— START OF RECORD LIST —

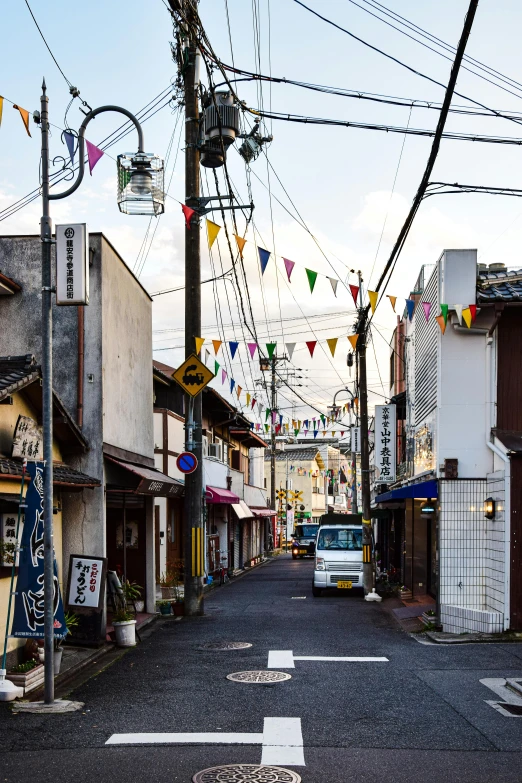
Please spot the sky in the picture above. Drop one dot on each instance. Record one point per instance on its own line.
(331, 199)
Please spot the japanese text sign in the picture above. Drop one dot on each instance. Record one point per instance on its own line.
(72, 264)
(385, 443)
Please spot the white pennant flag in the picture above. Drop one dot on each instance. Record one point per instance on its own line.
(333, 283)
(458, 310)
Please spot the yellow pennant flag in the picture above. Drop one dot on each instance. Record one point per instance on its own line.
(212, 231)
(240, 243)
(24, 114)
(332, 344)
(466, 314)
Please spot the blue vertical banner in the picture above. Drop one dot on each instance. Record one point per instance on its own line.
(28, 620)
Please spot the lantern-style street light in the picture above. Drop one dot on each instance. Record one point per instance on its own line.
(140, 192)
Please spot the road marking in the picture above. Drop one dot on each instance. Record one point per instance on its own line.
(283, 742)
(285, 659)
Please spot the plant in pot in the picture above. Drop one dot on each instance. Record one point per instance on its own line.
(71, 621)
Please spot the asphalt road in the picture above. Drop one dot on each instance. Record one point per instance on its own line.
(420, 716)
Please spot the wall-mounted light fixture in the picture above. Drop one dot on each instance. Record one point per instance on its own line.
(489, 508)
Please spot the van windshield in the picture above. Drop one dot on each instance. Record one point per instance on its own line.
(340, 538)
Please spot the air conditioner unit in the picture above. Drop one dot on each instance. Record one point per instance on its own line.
(215, 450)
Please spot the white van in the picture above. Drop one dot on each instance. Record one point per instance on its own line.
(338, 553)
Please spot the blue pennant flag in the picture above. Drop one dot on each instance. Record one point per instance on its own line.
(28, 620)
(264, 255)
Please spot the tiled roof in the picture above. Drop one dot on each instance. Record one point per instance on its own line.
(62, 473)
(16, 371)
(502, 286)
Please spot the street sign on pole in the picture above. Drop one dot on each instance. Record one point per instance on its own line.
(193, 375)
(187, 462)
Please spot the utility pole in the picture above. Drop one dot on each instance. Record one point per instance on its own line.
(194, 547)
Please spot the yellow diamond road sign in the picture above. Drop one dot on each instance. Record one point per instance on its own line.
(193, 375)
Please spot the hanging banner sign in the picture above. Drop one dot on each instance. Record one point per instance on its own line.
(28, 620)
(385, 443)
(356, 440)
(72, 264)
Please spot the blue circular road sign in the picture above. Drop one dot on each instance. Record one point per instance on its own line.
(187, 462)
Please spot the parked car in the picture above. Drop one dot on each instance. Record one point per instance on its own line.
(303, 543)
(338, 556)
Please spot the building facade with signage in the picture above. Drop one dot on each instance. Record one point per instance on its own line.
(453, 445)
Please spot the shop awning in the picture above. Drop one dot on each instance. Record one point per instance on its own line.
(242, 511)
(151, 481)
(424, 489)
(219, 495)
(264, 512)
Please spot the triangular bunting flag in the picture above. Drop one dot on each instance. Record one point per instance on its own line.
(264, 255)
(332, 344)
(289, 265)
(240, 243)
(188, 212)
(24, 114)
(70, 140)
(441, 322)
(290, 349)
(311, 346)
(333, 283)
(212, 231)
(312, 277)
(410, 307)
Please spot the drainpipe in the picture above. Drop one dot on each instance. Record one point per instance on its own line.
(491, 390)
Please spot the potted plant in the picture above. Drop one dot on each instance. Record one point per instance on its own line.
(124, 627)
(71, 621)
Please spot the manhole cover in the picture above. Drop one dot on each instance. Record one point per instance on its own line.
(240, 773)
(225, 646)
(261, 676)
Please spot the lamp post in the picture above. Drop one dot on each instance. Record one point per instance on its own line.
(142, 176)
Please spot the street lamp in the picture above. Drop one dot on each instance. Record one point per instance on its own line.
(140, 192)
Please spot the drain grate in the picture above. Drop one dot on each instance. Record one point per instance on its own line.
(241, 773)
(259, 676)
(225, 646)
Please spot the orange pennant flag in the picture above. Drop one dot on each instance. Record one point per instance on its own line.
(240, 243)
(441, 322)
(332, 344)
(24, 114)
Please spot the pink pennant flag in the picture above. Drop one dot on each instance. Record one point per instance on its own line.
(426, 307)
(93, 154)
(289, 265)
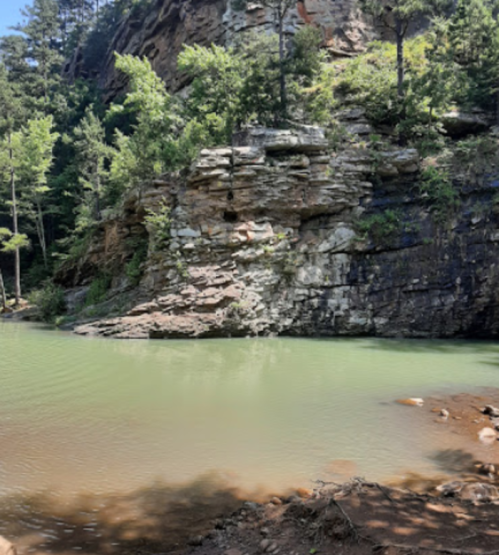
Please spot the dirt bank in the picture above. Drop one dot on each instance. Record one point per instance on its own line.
(456, 512)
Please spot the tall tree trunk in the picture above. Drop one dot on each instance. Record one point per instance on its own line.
(3, 296)
(41, 231)
(15, 224)
(98, 215)
(400, 58)
(282, 74)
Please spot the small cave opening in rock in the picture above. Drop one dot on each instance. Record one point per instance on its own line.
(230, 217)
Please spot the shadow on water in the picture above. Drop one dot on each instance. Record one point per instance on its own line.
(454, 461)
(444, 346)
(156, 519)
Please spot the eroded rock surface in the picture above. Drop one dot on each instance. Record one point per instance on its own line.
(169, 24)
(265, 239)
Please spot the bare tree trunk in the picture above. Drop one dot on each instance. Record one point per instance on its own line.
(3, 296)
(98, 215)
(400, 58)
(15, 224)
(41, 232)
(282, 74)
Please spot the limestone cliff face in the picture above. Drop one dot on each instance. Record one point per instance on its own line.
(168, 24)
(265, 240)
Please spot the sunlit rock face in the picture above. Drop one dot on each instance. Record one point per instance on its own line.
(169, 24)
(269, 237)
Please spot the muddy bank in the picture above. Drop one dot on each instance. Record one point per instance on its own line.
(357, 518)
(455, 512)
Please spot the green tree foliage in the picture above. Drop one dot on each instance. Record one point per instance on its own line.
(42, 35)
(92, 157)
(33, 155)
(280, 10)
(396, 16)
(473, 36)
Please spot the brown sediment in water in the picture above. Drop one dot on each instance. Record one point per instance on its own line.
(408, 516)
(416, 514)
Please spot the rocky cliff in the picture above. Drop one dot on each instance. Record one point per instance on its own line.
(169, 24)
(279, 236)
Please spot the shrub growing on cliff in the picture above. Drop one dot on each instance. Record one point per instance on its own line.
(98, 289)
(159, 224)
(436, 185)
(49, 301)
(154, 146)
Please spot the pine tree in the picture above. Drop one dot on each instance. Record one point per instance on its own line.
(33, 155)
(280, 10)
(474, 40)
(11, 115)
(43, 41)
(93, 155)
(396, 16)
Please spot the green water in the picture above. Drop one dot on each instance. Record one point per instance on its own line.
(81, 415)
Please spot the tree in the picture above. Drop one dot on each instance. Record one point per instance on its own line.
(280, 9)
(43, 39)
(396, 16)
(11, 114)
(33, 146)
(92, 155)
(152, 149)
(214, 99)
(473, 35)
(10, 242)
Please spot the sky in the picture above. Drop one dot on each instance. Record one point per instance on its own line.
(10, 13)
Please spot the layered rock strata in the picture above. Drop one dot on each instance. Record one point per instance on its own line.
(167, 25)
(268, 238)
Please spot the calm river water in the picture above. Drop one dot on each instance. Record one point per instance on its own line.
(95, 420)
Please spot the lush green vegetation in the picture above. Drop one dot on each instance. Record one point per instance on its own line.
(66, 159)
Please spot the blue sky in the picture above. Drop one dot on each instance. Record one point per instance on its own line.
(10, 13)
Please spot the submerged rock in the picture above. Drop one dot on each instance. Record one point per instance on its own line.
(413, 402)
(6, 547)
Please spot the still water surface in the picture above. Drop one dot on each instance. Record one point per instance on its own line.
(80, 415)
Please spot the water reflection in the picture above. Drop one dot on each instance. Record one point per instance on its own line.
(154, 519)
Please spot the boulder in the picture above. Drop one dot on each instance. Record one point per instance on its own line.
(304, 139)
(6, 547)
(459, 124)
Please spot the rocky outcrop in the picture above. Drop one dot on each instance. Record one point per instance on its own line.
(169, 24)
(273, 238)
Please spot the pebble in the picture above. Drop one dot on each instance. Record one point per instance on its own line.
(265, 544)
(304, 493)
(487, 435)
(491, 410)
(196, 540)
(486, 469)
(413, 402)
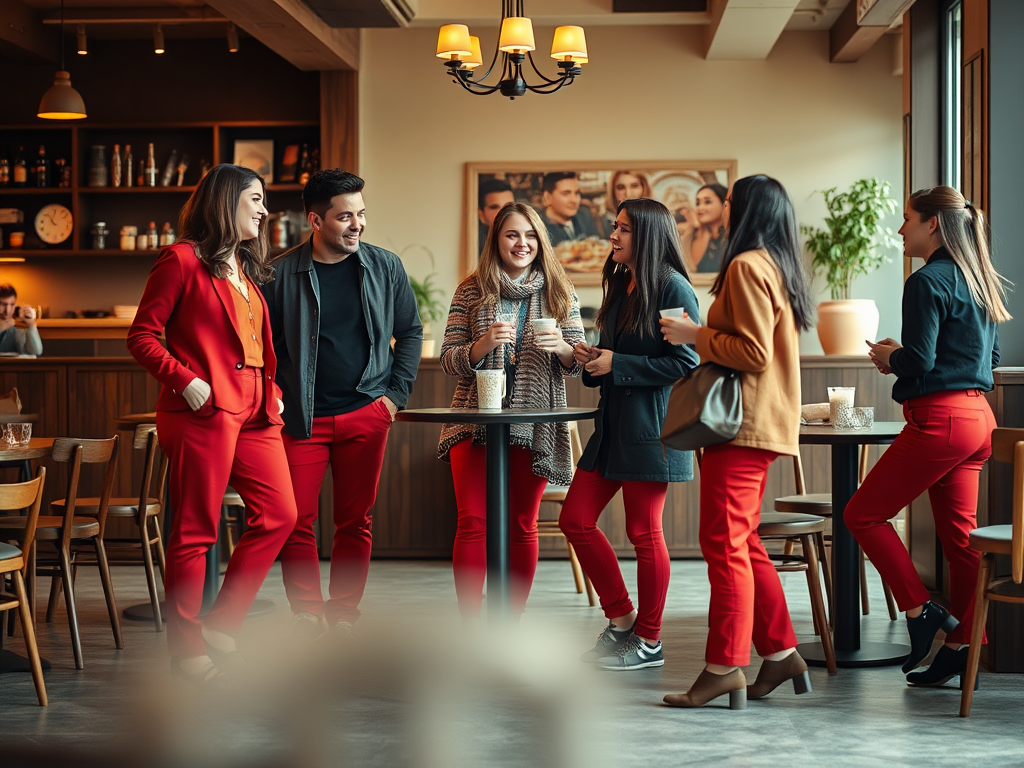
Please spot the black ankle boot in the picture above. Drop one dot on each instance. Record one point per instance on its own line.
(923, 630)
(946, 665)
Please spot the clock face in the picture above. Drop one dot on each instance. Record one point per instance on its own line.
(53, 223)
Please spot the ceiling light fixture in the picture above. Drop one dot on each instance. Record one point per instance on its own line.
(61, 101)
(515, 45)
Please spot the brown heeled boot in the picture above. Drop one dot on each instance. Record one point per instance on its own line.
(773, 674)
(709, 686)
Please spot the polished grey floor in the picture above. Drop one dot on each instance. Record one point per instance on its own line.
(419, 687)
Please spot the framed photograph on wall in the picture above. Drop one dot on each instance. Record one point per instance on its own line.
(578, 203)
(256, 155)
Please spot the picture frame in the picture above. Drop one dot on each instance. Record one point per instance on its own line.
(256, 155)
(581, 244)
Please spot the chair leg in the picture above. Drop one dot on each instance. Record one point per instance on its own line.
(817, 604)
(151, 576)
(112, 605)
(30, 639)
(577, 570)
(980, 615)
(69, 588)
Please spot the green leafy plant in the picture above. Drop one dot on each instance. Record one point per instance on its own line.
(854, 241)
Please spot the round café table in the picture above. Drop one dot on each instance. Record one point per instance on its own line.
(850, 651)
(38, 448)
(498, 426)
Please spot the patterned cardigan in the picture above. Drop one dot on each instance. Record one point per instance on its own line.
(539, 380)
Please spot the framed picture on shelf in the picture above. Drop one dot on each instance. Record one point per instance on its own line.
(289, 164)
(256, 155)
(578, 202)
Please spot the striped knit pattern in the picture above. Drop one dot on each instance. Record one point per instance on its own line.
(539, 375)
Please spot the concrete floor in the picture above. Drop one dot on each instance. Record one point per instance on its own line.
(419, 688)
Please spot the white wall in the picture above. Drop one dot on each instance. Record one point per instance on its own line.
(647, 94)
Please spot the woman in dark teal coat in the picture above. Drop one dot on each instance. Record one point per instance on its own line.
(635, 369)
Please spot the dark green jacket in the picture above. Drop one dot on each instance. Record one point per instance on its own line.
(635, 397)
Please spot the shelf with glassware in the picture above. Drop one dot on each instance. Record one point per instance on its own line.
(110, 196)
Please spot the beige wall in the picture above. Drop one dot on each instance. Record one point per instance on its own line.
(646, 95)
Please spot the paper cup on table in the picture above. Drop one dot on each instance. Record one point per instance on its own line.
(489, 389)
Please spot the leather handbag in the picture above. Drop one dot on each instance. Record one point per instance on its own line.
(705, 409)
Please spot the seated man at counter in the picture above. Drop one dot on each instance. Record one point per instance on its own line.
(14, 339)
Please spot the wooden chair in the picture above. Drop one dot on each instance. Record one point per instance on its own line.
(556, 494)
(62, 529)
(14, 561)
(145, 509)
(1008, 446)
(820, 505)
(805, 528)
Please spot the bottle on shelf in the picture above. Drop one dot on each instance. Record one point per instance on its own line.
(150, 171)
(116, 170)
(19, 172)
(42, 169)
(128, 167)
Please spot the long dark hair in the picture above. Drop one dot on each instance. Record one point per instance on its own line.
(208, 221)
(761, 218)
(655, 247)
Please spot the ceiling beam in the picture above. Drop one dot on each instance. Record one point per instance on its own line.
(295, 33)
(848, 41)
(745, 30)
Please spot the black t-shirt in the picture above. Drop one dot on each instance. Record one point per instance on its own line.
(343, 346)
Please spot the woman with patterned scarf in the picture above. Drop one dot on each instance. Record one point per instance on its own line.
(518, 280)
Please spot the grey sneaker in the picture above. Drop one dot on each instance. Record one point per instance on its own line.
(609, 641)
(634, 654)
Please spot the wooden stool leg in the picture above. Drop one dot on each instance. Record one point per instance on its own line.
(980, 615)
(30, 639)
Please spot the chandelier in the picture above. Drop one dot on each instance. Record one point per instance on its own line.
(515, 44)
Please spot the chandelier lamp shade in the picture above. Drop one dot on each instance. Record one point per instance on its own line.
(61, 101)
(516, 44)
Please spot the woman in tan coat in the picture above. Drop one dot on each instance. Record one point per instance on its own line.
(761, 303)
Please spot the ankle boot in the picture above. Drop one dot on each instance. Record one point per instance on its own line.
(773, 674)
(923, 631)
(946, 665)
(709, 686)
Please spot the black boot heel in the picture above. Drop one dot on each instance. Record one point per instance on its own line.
(802, 684)
(737, 699)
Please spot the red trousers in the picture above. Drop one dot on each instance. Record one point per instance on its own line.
(945, 442)
(353, 444)
(208, 451)
(644, 502)
(747, 599)
(469, 557)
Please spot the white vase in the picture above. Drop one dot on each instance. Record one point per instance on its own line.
(843, 326)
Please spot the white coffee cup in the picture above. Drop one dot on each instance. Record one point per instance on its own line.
(489, 389)
(544, 325)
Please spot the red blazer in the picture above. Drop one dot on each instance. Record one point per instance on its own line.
(196, 313)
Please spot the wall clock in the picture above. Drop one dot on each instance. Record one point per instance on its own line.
(53, 223)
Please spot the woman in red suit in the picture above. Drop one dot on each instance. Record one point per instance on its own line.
(218, 415)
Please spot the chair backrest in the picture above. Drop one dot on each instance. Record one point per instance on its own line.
(18, 496)
(79, 451)
(1008, 446)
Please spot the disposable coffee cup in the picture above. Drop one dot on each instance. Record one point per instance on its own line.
(489, 389)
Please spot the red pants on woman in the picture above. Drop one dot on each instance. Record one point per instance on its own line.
(353, 444)
(945, 442)
(644, 502)
(747, 599)
(208, 451)
(469, 557)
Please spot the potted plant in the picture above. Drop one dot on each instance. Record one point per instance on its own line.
(853, 242)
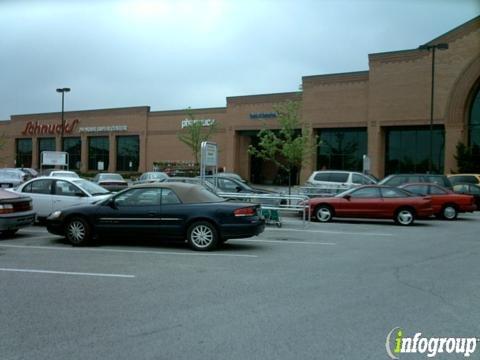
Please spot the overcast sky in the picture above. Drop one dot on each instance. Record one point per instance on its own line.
(173, 54)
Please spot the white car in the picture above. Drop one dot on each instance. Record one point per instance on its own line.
(50, 193)
(332, 182)
(64, 173)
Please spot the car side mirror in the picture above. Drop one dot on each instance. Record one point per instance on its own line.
(111, 202)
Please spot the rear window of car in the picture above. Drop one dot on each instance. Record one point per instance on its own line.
(395, 180)
(321, 176)
(394, 193)
(338, 177)
(418, 189)
(435, 190)
(469, 179)
(363, 180)
(440, 180)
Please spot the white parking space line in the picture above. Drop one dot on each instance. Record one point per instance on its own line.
(292, 242)
(333, 232)
(127, 251)
(66, 273)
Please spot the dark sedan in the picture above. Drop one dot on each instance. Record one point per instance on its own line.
(15, 212)
(167, 210)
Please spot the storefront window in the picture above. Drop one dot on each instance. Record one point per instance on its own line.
(73, 145)
(24, 153)
(342, 149)
(98, 152)
(408, 150)
(45, 144)
(128, 148)
(474, 122)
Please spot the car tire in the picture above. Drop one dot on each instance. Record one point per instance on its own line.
(202, 236)
(404, 217)
(449, 212)
(9, 233)
(323, 213)
(78, 231)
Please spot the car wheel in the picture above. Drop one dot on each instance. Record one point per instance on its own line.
(77, 232)
(449, 212)
(202, 236)
(404, 217)
(323, 213)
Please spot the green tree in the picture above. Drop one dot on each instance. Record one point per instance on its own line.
(195, 132)
(289, 147)
(468, 158)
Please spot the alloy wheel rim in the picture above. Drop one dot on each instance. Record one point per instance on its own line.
(202, 236)
(405, 217)
(324, 214)
(449, 212)
(76, 231)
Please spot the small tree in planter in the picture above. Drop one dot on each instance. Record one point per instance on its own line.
(468, 158)
(194, 133)
(289, 147)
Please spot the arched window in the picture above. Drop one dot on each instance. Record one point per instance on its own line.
(474, 121)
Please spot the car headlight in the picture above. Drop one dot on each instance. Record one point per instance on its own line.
(55, 215)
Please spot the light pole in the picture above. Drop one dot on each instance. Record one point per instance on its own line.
(433, 47)
(63, 91)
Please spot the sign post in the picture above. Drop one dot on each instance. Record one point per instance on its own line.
(366, 164)
(208, 159)
(54, 158)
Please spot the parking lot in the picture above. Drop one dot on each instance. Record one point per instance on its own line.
(325, 291)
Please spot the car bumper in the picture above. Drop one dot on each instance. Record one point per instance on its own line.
(468, 208)
(424, 213)
(238, 231)
(16, 221)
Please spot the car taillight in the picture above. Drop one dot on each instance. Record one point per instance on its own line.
(250, 211)
(6, 208)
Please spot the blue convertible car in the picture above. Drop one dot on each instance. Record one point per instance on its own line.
(165, 210)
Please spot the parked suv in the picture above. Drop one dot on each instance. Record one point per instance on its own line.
(400, 179)
(328, 182)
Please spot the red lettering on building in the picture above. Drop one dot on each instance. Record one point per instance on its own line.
(35, 128)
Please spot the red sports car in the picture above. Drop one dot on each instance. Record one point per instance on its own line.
(446, 204)
(373, 201)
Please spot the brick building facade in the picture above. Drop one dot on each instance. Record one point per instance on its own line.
(383, 112)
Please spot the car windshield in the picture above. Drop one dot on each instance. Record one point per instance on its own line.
(205, 195)
(157, 176)
(64, 174)
(111, 177)
(91, 188)
(10, 174)
(346, 192)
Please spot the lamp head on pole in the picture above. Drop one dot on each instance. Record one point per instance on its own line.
(440, 46)
(62, 90)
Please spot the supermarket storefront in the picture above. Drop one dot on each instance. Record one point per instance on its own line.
(383, 112)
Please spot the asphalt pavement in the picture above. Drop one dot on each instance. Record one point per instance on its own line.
(325, 291)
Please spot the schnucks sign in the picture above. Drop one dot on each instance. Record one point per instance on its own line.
(35, 128)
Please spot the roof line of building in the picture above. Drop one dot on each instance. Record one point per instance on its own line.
(259, 96)
(463, 26)
(83, 111)
(350, 75)
(184, 111)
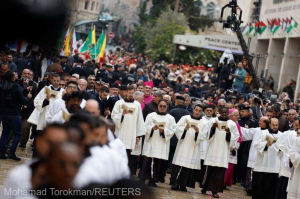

— END OF RECORD LIST —

- EXERCISE DETAILS: Edit the entries between the line containing "Please spot the lamp head" and the end of the entries, inclusive. Replace "Drop one dot" with "Place a single dot", keep every other word unchanged, and leave the pictures out of your answer.

- OUTPUT:
Please spot the lamp head on pole in the picture above. Place a single dot on each instance. Record one point per instance on its own line.
(440, 46)
(62, 90)
Please spot the supermarket storefront in the picture above. Place a single dot on each instance. Record one point per instance on its own line.
(383, 112)
Please spot the asphalt pavement in the picture above. Place a single dot on each instance. Record one point per instance on its own line.
(325, 291)
Please spot the schnucks sign in the picture above. Place a single dot on each instance. Record one point per instance on its own line.
(35, 128)
Please spot the roof line of building in the picture above. Place a single dot on each instance. Record one point per instance on its own line.
(259, 96)
(463, 26)
(83, 111)
(350, 75)
(184, 111)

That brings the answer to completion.